The reason? Harrison says the majority of nonprofit dollars come from donors over 50. And though the Web is fast, affordable and the wave of the future, Harrison advises: “Meet today’s donors where they are, not where you wish they were.” For the vast majority of donors, he says, that means direct mail first, followed by TV, digital, events and radio.
If you just spent thousands optimizing your online giving page for mobile devices, you don’t have to shy away from direct mail either. According to a 2010 study by Dunham+Company, donors are more likely to give online when sent a mail solicitation than they are when sent an email solicitation. That’s right: Direct mail matters to online giving even more than email does.
But as the masses clamor to crowdfunding and other digital means, let’s not forget that we need the right pieces to drive them there.
In fact, Michael Kaiser-Nyman, founder and CEO of auto dialer provider Impact Dialing, argued last year in the July issue of Chief Marketer that outbound, or direct, marketing is key when your product isn’t a high-demand commodity. Though giving is alive and well, no one philanthropic cause seems to be in unmatched demand. Therefore the viral, inbound marketing tools of Web and social-media campaigns often can’t compare to the fundraising ROI of direct appeals.

Items listed in a dataset
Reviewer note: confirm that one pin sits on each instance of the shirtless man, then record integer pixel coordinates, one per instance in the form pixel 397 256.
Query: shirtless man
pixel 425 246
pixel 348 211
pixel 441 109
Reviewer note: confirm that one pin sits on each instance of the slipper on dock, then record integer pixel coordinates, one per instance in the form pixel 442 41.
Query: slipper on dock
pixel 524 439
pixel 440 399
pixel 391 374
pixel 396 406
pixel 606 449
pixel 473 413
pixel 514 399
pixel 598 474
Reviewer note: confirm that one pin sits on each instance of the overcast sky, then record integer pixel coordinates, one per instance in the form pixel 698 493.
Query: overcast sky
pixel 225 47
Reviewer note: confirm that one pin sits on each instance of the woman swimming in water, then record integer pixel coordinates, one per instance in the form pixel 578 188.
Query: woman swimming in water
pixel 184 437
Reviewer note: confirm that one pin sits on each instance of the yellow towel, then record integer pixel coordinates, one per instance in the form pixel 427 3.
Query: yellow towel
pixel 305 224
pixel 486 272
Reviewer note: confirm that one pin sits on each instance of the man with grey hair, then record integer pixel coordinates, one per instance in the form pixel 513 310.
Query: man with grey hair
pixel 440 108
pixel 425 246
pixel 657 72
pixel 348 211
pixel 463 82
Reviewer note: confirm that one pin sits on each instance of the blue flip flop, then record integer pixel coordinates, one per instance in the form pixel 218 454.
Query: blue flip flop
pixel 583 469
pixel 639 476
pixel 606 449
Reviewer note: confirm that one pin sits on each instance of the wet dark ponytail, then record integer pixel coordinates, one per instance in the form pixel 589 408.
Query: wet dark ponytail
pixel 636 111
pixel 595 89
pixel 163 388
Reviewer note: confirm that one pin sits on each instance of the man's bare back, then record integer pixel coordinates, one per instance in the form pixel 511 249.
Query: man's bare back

What to do
a – Answer these questions from the fundraising text:
(i) According to Harrison, most nonprofit dollars come from donors in what age group?
(ii) Which organization carried out the 2010 study comparing mail and email solicitations?
(iii) Of what company is Michael Kaiser-Nyman the founder and CEO?
b – Retype everything in the fundraising text from "If you just" down to "than email does.", keeping every word and mark unchanged.

Exercise results
a –
(i) Donors over 50.
(ii) Dunham+Company.
(iii) Impact Dialing.

b –
If you just spent thousands optimizing your online giving page for mobile devices, you don’t have to shy away from direct mail either. According to a 2010 study by Dunham+Company, donors are more likely to give online when sent a mail solicitation than they are when sent an email solicitation. That’s right: Direct mail matters to online giving even more than email does.